From first line to last, retype the data exactly.

Excerpts from a dataset
□ □ □ □ □ □ □

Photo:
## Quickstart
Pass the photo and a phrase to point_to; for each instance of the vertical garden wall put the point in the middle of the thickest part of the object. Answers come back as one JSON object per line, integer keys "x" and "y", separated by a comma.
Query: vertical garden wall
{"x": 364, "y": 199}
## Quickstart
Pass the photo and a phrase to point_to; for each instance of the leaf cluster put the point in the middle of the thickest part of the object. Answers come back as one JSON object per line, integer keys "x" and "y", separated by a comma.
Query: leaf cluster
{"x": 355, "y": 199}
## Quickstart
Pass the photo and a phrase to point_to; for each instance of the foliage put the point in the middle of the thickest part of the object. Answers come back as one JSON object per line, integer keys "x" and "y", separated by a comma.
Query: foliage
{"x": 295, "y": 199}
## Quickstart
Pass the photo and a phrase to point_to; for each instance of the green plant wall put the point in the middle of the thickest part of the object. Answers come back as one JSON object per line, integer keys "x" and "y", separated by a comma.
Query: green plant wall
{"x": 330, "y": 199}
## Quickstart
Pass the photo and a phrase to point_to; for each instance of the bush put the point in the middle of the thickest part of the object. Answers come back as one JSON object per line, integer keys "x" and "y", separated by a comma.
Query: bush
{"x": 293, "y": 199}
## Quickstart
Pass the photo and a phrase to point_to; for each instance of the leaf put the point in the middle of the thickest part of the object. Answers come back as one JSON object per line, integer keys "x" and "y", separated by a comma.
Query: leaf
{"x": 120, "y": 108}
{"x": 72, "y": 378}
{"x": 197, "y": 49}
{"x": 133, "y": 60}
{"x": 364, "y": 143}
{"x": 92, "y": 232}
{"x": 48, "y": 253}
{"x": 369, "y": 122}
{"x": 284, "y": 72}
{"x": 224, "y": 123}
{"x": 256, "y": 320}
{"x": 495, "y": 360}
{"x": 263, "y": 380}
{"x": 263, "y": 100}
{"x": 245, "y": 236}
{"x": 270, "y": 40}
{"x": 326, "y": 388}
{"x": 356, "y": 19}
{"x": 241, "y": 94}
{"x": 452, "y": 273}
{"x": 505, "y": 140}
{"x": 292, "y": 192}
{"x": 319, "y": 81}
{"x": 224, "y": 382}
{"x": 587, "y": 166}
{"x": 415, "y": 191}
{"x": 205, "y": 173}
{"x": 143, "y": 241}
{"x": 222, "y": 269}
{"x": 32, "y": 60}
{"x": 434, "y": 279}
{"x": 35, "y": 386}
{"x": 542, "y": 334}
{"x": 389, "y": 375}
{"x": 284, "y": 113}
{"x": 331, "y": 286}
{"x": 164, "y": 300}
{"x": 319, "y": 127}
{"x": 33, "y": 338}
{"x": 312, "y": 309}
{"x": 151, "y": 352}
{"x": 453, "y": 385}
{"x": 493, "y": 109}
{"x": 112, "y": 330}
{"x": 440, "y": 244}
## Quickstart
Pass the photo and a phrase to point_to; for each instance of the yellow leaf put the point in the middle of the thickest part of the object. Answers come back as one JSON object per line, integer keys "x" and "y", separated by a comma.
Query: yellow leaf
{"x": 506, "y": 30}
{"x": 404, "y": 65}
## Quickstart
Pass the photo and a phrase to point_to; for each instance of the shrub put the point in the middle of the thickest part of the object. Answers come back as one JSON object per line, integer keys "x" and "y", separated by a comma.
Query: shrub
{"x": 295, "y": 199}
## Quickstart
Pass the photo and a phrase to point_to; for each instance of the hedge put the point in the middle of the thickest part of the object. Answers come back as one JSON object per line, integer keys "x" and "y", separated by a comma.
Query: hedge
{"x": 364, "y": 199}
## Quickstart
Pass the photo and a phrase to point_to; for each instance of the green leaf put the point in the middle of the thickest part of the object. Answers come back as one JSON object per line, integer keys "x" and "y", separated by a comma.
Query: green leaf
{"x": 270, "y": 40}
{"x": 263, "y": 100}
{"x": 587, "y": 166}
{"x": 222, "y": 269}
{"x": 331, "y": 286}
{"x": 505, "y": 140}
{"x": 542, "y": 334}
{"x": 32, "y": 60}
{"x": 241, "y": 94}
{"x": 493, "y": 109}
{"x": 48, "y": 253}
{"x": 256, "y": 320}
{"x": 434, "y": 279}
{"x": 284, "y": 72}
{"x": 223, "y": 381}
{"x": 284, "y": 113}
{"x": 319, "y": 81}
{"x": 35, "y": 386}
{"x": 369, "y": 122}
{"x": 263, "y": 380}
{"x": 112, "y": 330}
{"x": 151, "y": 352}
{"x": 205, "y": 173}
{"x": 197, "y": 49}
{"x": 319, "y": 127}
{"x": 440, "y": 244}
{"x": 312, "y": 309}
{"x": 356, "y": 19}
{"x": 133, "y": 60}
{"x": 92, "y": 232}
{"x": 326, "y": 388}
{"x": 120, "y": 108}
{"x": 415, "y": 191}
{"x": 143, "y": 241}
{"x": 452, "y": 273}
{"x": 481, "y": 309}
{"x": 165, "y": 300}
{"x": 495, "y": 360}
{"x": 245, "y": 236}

□ □ □ □ □ □ □

[Task answer]
Photo:
## Quickstart
Pass the photo and a phrase to point_to; for each instance of the vertical garden wall put the point in the middle of the thickest part of the object. Answers come back as one JSON object per line, integer keys "x" and "y", separated by a comma.
Query: vertical garden wall
{"x": 364, "y": 199}
## Quickstart
Pass the photo and a phrase to point_to; for each instance of the leaf cluster put the point in the middle of the thickest part of the object. Answers come back as one JSON object per line, integer keys "x" and "y", separated by a comma.
Query: leaf cluster
{"x": 355, "y": 199}
## Quickstart
Pass the photo and a phrase to point_to; for each instance of the foliage put the point in the middle of the thickest part of the object. Answers come back as one JSON object per line, integer keys "x" and "y", separated by a comma.
Query: foliage
{"x": 295, "y": 199}
## Quickstart
Pass the photo and a phrase to point_to; for each instance of the green plant wall put the point in the middle of the thickest part of the object. Answers come back as one JSON object per line, integer keys "x" and "y", separated by a comma.
Query: green plant wall
{"x": 330, "y": 199}
## Quickstart
Pass the photo and a phrase to point_to; for each instance of the bush put the point in the middle of the thickest part of the object. Answers come back as one JSON object per line, integer keys "x" and "y", separated by a comma.
Query: bush
{"x": 293, "y": 199}
## Quickstart
Pass the photo and a phrase to point_to; for each instance of the leaf put the point in the middle of the thickest part of the object. Answers come back as one JSON object per line, integer keys "x" and "y", separated by a comma.
Query: leaf
{"x": 120, "y": 108}
{"x": 72, "y": 378}
{"x": 197, "y": 49}
{"x": 133, "y": 60}
{"x": 364, "y": 143}
{"x": 92, "y": 232}
{"x": 48, "y": 253}
{"x": 369, "y": 122}
{"x": 284, "y": 72}
{"x": 224, "y": 123}
{"x": 256, "y": 320}
{"x": 495, "y": 360}
{"x": 263, "y": 380}
{"x": 263, "y": 100}
{"x": 245, "y": 236}
{"x": 270, "y": 40}
{"x": 326, "y": 388}
{"x": 356, "y": 19}
{"x": 241, "y": 94}
{"x": 452, "y": 273}
{"x": 505, "y": 140}
{"x": 292, "y": 192}
{"x": 319, "y": 81}
{"x": 224, "y": 382}
{"x": 587, "y": 166}
{"x": 415, "y": 191}
{"x": 205, "y": 173}
{"x": 143, "y": 241}
{"x": 222, "y": 269}
{"x": 32, "y": 60}
{"x": 434, "y": 279}
{"x": 35, "y": 386}
{"x": 542, "y": 334}
{"x": 389, "y": 375}
{"x": 284, "y": 113}
{"x": 331, "y": 286}
{"x": 164, "y": 300}
{"x": 319, "y": 127}
{"x": 33, "y": 338}
{"x": 312, "y": 309}
{"x": 151, "y": 352}
{"x": 453, "y": 385}
{"x": 493, "y": 109}
{"x": 112, "y": 330}
{"x": 440, "y": 244}
## Quickstart
Pass the photo and a phrase to point_to; for each instance of the yellow leaf put the point in the middle of the thickest part of the object. Answers come back as one JSON object per line, integer keys "x" and "y", separated by a comma.
Query: yellow leaf
{"x": 506, "y": 30}
{"x": 404, "y": 65}
## Quickstart
Pass the photo and a phrase to point_to; for each instance of the shrub put the point in the middle of the thickest part of the object. Answers come back as one JSON object per line, integer keys "x" and "y", separated by a comma.
Query: shrub
{"x": 295, "y": 199}
## Quickstart
Pass the photo and a phrase to point_to; for each instance of the hedge put the point in the middle of the thickest part of the object. Answers come back as one JSON object per line, integer keys "x" and "y", separated by a comma.
Query: hedge
{"x": 364, "y": 199}
## Quickstart
Pass the photo and a phrase to point_to; for each instance of the green leaf put the point in the middle of the thickest part of the object. Answers come back as one JSON object per line, integer keys "x" and "y", separated by a comma.
Query: green leaf
{"x": 270, "y": 40}
{"x": 263, "y": 100}
{"x": 587, "y": 166}
{"x": 222, "y": 269}
{"x": 331, "y": 286}
{"x": 505, "y": 140}
{"x": 542, "y": 334}
{"x": 32, "y": 60}
{"x": 241, "y": 94}
{"x": 493, "y": 109}
{"x": 48, "y": 253}
{"x": 256, "y": 320}
{"x": 434, "y": 279}
{"x": 284, "y": 72}
{"x": 223, "y": 381}
{"x": 284, "y": 113}
{"x": 319, "y": 81}
{"x": 35, "y": 386}
{"x": 369, "y": 122}
{"x": 263, "y": 380}
{"x": 112, "y": 330}
{"x": 151, "y": 352}
{"x": 205, "y": 173}
{"x": 197, "y": 49}
{"x": 319, "y": 127}
{"x": 440, "y": 244}
{"x": 312, "y": 309}
{"x": 356, "y": 19}
{"x": 133, "y": 60}
{"x": 92, "y": 232}
{"x": 326, "y": 388}
{"x": 120, "y": 108}
{"x": 415, "y": 191}
{"x": 143, "y": 241}
{"x": 452, "y": 273}
{"x": 481, "y": 309}
{"x": 165, "y": 300}
{"x": 495, "y": 360}
{"x": 245, "y": 236}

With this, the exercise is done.